• **本文**
■ ■ ■ ■
16. その他

「日本一小さな村」のその後

 

息子から余った青春18きっぷを譲り受け(奪い取り?)、
飯田線の旅を楽しんできました。

飯田線は愛知県の豊橋と長野県の辰野を結ぶ
全長195キロのローカル線です。
駅の数が多いこともあり、全線を一気に走破しようとすると、
各駅停車で6時間くらいかかります。

さすがにそれは厳しいというか、もったいないので、
大嵐(「おおぞれ」と読みます)駅で途中下車。

この駅を選んだのは、歩いて15分ほどのところに、
日本一小さな村として知られていた旧・富山(とみやま)村
(合併により、今は豊根村の一部)があるのを知ったからです。

8時過ぎに豊橋駅を出発した2両編成の各駅停車は、
途中の中部天竜駅で27分も停車したりしながら、
3時間後の11時15分に大嵐駅に着きました。
次は13時14分発まで電車がありません。

大嵐駅は静岡県浜松市にありますが、駅を出てすぐの、
天竜川にかかる立派なつり橋を渡ると愛知県です。
しばらく佐久間ダム湖に沿った道を歩くと、旧富山村の
集落が見えてきました。

戦前には1500人近い住民がいた時代もあったそうですが、
過疎化が進んだうえ、1955年に佐久間ダムができたことで
村の中心が水没し、1983年には日本最小の村となりました。

富山地区の中心部には、村役場(今は豊根村富山支所)や
郵便局、警察や消防の駐在所、旅館などがあり、
村として独立していた時代を彷彿させます。

階段を上がり、集落の中に入ると、立派な建物がありました。
人の気配がしたので話を聞いたところ、この「清山荘」は、
旧富山村が地域活性化のため30年前から取り組んできた
長期山村留学の拠点でした。
■ ■ ■ ■
• **表示情報**
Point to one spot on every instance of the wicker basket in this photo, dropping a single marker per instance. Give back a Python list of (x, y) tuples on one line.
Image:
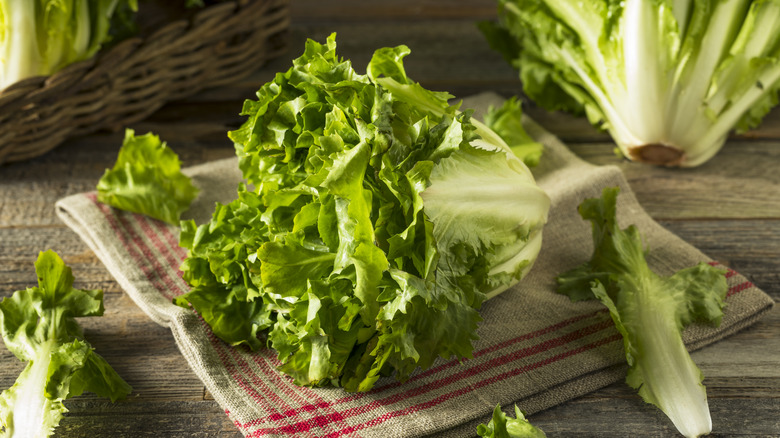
[(129, 81)]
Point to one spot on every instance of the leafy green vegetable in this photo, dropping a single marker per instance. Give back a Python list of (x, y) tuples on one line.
[(506, 121), (38, 326), (501, 426), (40, 37), (147, 179), (650, 311), (668, 78), (378, 220)]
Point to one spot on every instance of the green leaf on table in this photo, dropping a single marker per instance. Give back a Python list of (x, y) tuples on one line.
[(503, 426), (147, 179), (650, 312), (38, 326)]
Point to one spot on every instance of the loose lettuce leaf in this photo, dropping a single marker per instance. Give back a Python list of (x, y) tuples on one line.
[(650, 311), (38, 326), (669, 79), (503, 426), (353, 246), (147, 179), (507, 122)]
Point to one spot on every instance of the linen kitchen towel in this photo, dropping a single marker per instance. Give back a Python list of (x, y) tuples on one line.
[(536, 348)]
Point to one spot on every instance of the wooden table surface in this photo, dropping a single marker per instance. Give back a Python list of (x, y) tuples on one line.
[(729, 208)]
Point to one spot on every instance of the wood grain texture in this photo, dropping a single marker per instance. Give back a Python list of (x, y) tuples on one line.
[(729, 208)]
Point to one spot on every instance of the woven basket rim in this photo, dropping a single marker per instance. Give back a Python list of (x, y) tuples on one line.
[(129, 80)]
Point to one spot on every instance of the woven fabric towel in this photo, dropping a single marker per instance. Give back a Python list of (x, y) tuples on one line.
[(536, 348)]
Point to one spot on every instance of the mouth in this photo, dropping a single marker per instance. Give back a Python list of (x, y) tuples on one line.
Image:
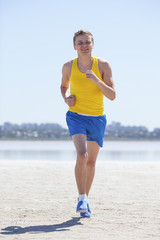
[(84, 50)]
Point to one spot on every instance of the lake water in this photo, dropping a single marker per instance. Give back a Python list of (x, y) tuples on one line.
[(64, 150)]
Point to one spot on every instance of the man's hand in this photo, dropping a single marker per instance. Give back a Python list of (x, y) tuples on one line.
[(70, 100), (91, 76)]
■ ■ ■ ■
• **作業内容**
- a) 本文の「次は13時14分発まで電車がありません。」から「村の中心が水没し、1983年には日本最小の村となりました。」までをすべて、一字も変えずに書き写す。
- b) 記録のうち、「Point to one spot on every instance of the mouth」を含む行から「[(64, 150)]」を含む行までを、両端の行も含めて一字一句そのまま繰り返す。画像は答えに入れない。
本文と記録は互いに無関係である。

• **作業結果**
- a)
次は13時14分発まで電車がありません。

大嵐駅は静岡県浜松市にありますが、駅を出てすぐの、
天竜川にかかる立派なつり橋を渡ると愛知県です。
しばらく佐久間ダム湖に沿った道を歩くと、旧富山村の
集落が見えてきました。

戦前には1500人近い住民がいた時代もあったそうですが、
過疎化が進んだうえ、1955年に佐久間ダムができたことで
村の中心が水没し、1983年には日本最小の村となりました。

- b)
Point to one spot on every instance of the mouth in this photo, dropping a single marker per instance. Give back a Python list of (x, y) tuples on one line.
Image:
[(84, 50)]
Point to one spot on every instance of the lake water in this photo, dropping a single marker per instance. Give back a Python list of (x, y) tuples on one line.
[(64, 150)]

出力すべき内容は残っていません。